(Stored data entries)
::::::

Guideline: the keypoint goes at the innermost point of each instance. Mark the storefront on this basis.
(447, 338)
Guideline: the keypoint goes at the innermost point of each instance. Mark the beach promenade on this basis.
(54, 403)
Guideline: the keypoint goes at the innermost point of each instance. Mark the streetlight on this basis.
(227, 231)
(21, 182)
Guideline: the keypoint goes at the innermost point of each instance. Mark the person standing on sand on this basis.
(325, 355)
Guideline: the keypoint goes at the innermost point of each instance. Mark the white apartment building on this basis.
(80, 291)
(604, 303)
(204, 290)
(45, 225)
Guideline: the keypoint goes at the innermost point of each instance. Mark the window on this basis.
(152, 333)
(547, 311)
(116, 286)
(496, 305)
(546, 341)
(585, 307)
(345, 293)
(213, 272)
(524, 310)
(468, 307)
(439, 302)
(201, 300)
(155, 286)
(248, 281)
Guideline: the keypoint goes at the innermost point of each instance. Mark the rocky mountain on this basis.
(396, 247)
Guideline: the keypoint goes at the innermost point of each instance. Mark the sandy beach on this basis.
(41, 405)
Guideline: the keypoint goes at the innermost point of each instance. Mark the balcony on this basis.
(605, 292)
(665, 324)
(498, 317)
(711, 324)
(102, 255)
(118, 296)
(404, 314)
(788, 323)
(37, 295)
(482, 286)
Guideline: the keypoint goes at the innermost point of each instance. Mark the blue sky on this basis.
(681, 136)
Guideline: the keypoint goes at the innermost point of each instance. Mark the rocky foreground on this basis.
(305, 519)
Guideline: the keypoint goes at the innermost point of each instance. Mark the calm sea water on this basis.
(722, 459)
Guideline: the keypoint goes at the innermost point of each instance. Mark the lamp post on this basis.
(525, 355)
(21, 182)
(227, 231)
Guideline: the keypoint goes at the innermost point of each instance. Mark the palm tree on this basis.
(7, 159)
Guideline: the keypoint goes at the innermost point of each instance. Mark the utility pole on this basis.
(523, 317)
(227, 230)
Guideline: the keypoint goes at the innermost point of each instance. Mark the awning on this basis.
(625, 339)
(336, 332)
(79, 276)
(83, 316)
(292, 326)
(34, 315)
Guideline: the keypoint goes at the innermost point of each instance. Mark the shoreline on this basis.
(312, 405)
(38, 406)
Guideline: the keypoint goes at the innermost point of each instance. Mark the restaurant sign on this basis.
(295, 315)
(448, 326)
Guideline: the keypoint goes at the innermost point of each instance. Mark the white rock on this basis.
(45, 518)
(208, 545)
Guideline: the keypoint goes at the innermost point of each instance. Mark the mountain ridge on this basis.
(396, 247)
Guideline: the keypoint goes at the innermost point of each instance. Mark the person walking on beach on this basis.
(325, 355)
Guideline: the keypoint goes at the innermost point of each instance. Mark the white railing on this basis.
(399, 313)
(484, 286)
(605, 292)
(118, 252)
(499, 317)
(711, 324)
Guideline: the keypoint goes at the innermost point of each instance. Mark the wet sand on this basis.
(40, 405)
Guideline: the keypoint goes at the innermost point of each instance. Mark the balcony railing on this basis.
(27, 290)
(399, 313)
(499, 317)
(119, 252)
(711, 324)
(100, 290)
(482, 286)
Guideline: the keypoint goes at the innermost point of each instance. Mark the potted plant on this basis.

::::::

_How to complete this task_: Please reproduce each record precisely as written.

_Problem solution_:
Guideline: the keypoint goes at the innermost point of each instance. Mark the storefront on this basis.
(447, 338)
Guideline: the keypoint goes at the innermost point of each instance. Mark the beach promenade on this basis.
(54, 403)
Guideline: the keypoint goes at the innermost point of each instance. Mark the streetlight on this basis.
(227, 231)
(21, 182)
Guideline: the keypoint goes at the innermost point of each instance. Mark the person standing on sand on this basis.
(325, 355)
Guideline: the keypoint goes at the innermost point of each instance. Mark the white apartment building on this basis.
(80, 291)
(604, 303)
(204, 290)
(45, 225)
Guideline: the keypoint goes at the innermost point of each instance. Mark the window on this basis.
(152, 333)
(547, 311)
(116, 286)
(496, 305)
(546, 341)
(585, 307)
(345, 293)
(213, 272)
(524, 310)
(468, 307)
(439, 302)
(201, 300)
(155, 286)
(248, 281)
Guideline: the keypoint goes at the innermost point of each instance. Mark the rocky mountain on this basis.
(396, 247)
Guideline: the keypoint goes at the innermost point of each instance. Mark the sandy beach on this basis.
(41, 405)
Guideline: the keypoint goes at the innermost point of each instance. Mark the balcony on this basis.
(605, 292)
(665, 324)
(498, 317)
(711, 324)
(102, 255)
(118, 296)
(404, 314)
(788, 323)
(37, 295)
(482, 286)
Guideline: the keypoint goes at the innermost point of each instance. Mark the blue sky on this basis.
(681, 136)
Guideline: the keypoint goes at the innermost point of each instance. Mark the rocky foreground on this basis.
(305, 519)
Guideline: the keypoint goes at the innermost point of each instance. Mark the calm sea water on this basis.
(722, 459)
Guideline: the keypoint goes at the innermost point of each instance. Mark the lamp post on this basis.
(525, 355)
(21, 182)
(227, 231)
Guideline: the keypoint goes at the innermost point of each instance. Mark the palm tree on this basis.
(7, 159)
Guideline: the keypoint goes at the innermost point of each instance. Mark the utility pole on this basis.
(523, 317)
(227, 230)
Guideline: the keypoint goes at the innermost point of each instance. Mark the awning on this basis.
(625, 339)
(336, 332)
(79, 276)
(83, 316)
(292, 326)
(34, 315)
Guideline: the keypoint goes at the innermost point of each instance. Mark the shoreline on this basis.
(312, 405)
(38, 406)
Guideline: the keypoint goes at the innermost point of each instance. Mark the restaurant sign on this basis.
(295, 315)
(448, 326)
Guideline: the keypoint goes at the innermost point of each instance. Mark the white rock on this basis.
(45, 518)
(208, 545)
Guideline: the keypoint goes at the innermost point of each instance. Mark the mountain ridge on this basis.
(396, 247)
Guideline: the keypoint goes at the innermost point of each instance. Mark the person walking on beach on this basis.
(325, 355)
Guideline: the keypoint goes at the innermost point of each instance. Mark the white railing on this basis.
(399, 313)
(484, 286)
(605, 292)
(118, 252)
(499, 317)
(711, 324)
Guideline: the keypoint goes at the innermost point of each instance. Mark the wet sand on this basis.
(40, 405)
Guideline: the keypoint goes at the innermost point of each instance. Mark the balcony railing on this basis.
(27, 290)
(399, 313)
(499, 317)
(119, 252)
(711, 324)
(100, 290)
(482, 286)
Guideline: the keypoint goes at the innermost point of each instance. Mark the potted plant on this basis.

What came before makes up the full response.